━━━ Page text

The phrase in the headline is a quote a colleague uses to point out that many important issue need to be addressed in a manufacturing environment but don’t get attention because urgent issues take all the oxygen out of the room. We think about this when we see the problems our client’s employees choose to tackle in our training sessions. As we’ve noted in previous blogs, an important part of our training sessions is that each participant comes to the session with a real problem they are facing on the job. This allows them to practice the process they are learning on an actual problem in the plant. They often resolve the problem or make considerable progress on resolution before the session ends.
Sometimes a participant brings something that is not really a problem at all, but it is a decision that needs to be made. Often, this is posed as “I have a problem. I have a decision to make.” These are two different things. A problem is a deviation from what is expected to occur and a decision is a choice from a number of alternatives to best meet specific objectives. We apply very different approaches to solving a problem from making a decision.
We see all types of problems, from what may seem to be trivial to the recurring problem that shuts down production on a regular basis. Obviously the latter is a major concern and gets a lot of attention from management because it is causing real headaches in terms of product quality and meeting productivity goals. Often these problems have been lingering and many attempts to solve them have resulted in fixes to alleviate the symptoms that wind up masking the true cause of the problem. We spend a great deal of time with the training session participants trying to peel back these layers of fixes to identify what is really causing the problem.

━━━━━━
━━━ Excerpted records

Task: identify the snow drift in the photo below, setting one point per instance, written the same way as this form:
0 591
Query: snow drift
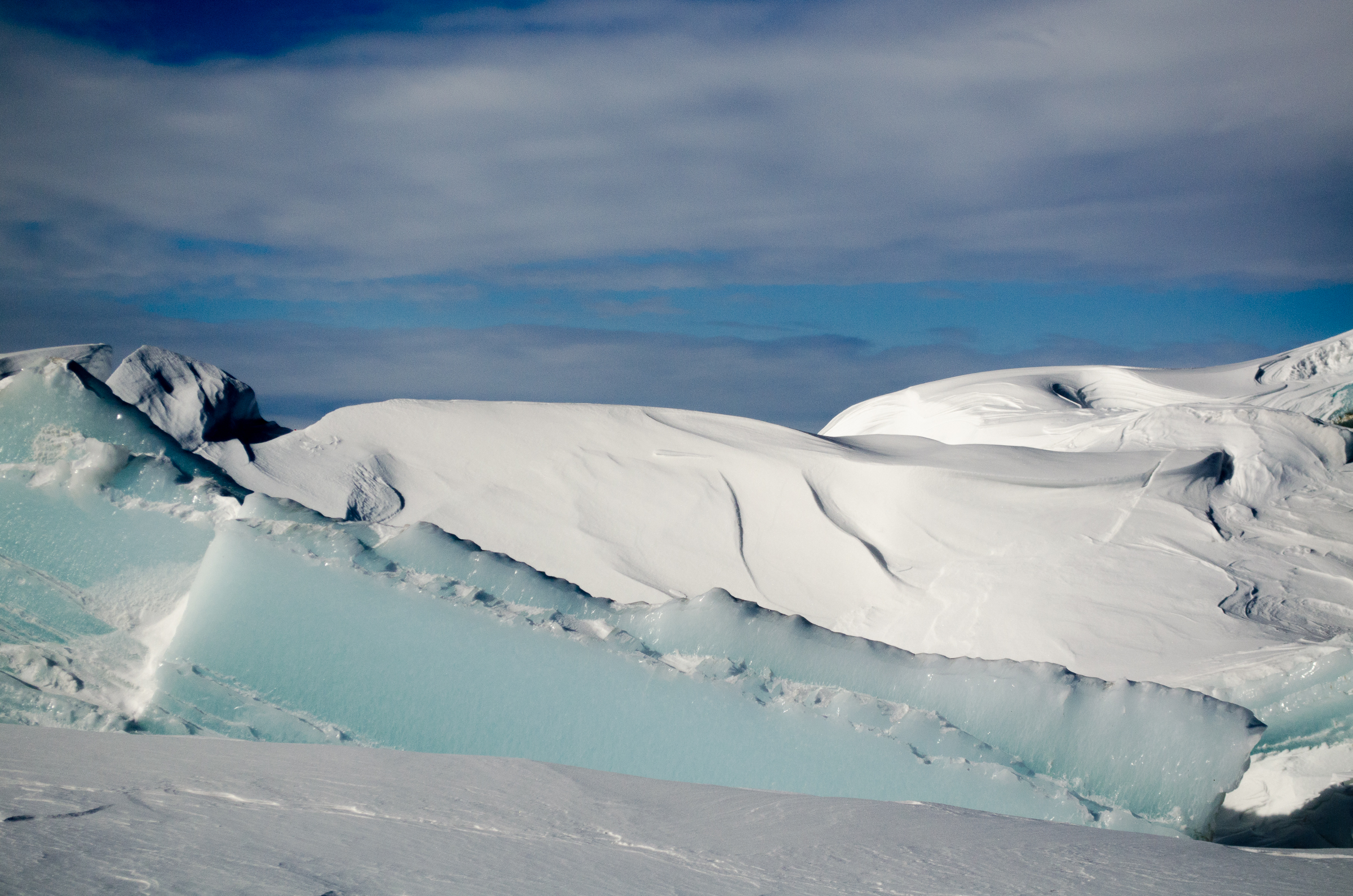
885 610
297 627
206 817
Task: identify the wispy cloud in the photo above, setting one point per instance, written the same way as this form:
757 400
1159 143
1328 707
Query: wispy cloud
693 143
302 371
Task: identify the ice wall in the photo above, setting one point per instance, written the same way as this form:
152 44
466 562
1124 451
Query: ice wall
170 607
190 400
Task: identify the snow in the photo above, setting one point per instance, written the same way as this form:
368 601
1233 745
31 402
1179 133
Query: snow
268 620
1059 593
1114 564
95 358
190 400
107 813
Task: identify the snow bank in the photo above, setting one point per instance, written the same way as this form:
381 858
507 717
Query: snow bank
190 400
95 358
197 815
173 608
1111 564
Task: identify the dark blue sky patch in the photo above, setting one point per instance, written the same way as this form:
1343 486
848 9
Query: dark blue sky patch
180 32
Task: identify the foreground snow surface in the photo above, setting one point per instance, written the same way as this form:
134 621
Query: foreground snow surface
298 627
109 813
1184 527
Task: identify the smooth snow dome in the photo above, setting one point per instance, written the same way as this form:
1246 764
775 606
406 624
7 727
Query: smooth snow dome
712 598
1195 533
297 627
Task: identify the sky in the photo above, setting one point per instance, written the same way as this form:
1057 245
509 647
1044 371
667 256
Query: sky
762 207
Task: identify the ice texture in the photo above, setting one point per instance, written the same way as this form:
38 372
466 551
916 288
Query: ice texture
267 620
211 815
190 400
95 358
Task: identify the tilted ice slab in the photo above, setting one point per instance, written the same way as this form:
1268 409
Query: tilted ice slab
95 358
297 627
190 400
1118 565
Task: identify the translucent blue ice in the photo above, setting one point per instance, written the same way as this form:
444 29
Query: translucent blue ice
298 627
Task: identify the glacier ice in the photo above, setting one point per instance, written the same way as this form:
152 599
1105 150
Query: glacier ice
190 400
267 620
95 358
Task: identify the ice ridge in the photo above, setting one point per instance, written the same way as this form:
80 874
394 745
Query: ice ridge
193 401
267 620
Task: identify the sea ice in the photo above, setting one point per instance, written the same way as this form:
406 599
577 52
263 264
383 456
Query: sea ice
190 400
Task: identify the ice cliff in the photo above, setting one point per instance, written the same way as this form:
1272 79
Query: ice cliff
874 611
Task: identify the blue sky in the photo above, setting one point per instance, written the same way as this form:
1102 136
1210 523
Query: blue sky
567 193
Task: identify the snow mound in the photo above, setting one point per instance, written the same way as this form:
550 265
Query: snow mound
95 358
193 401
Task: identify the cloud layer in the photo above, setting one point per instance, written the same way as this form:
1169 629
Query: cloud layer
302 371
657 144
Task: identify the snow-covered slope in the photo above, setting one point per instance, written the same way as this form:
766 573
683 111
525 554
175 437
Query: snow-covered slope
106 813
1210 531
1191 528
190 400
140 595
94 358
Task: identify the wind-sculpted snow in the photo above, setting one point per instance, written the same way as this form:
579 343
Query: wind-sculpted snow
95 358
190 400
1184 527
170 607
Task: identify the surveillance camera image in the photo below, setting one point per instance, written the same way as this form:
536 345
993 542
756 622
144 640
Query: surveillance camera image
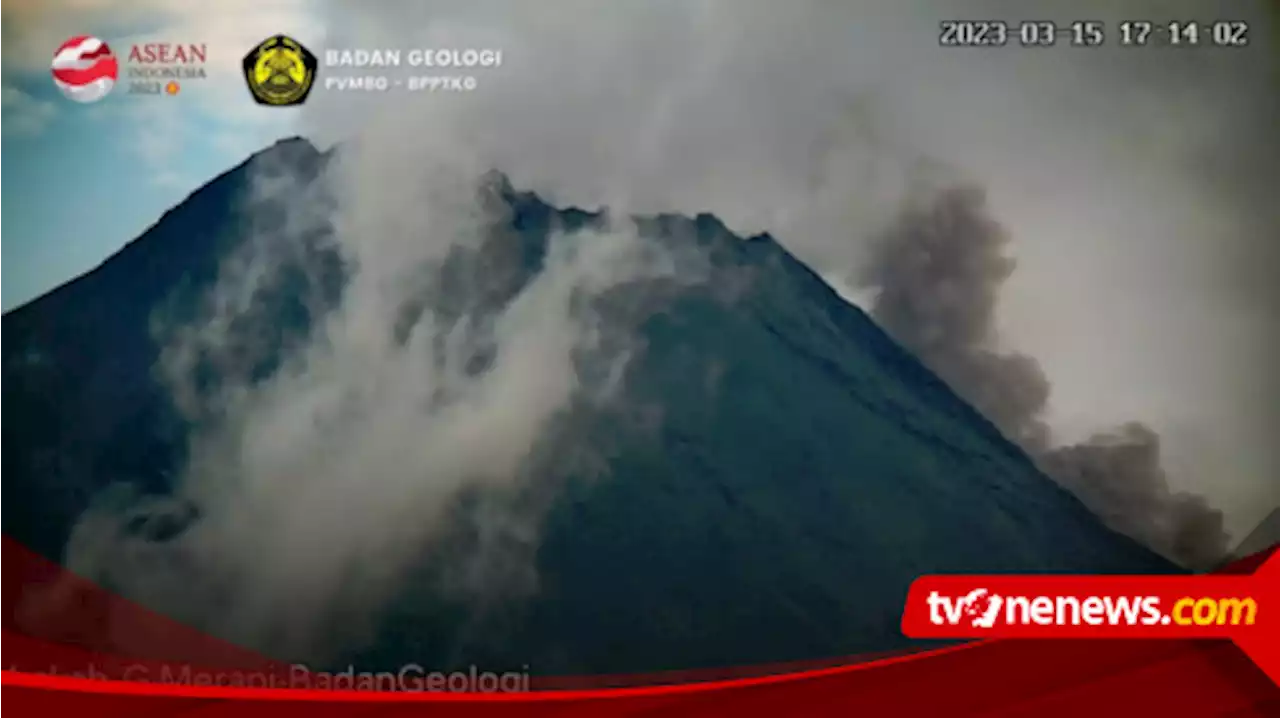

━━━━━━

• **Task brief**
For each statement, say yes or no to whether it agrees with the text on problem solving in manufacturing, and quote the words of the text that decide it. (a) Each training participant arrives with a real problem from the job. (b) A problem and a decision are treated as the same thing. (c) Participants rarely make any headway on their problem before the session ends. The material has no connection to the text.

• **Response to the exercise**
(a) Yes: "each participant comes to the session with a real problem they are facing on the job"
(b) No: "These are two different things."
(c) No: "They often resolve the problem or make considerable progress on resolution before the session ends."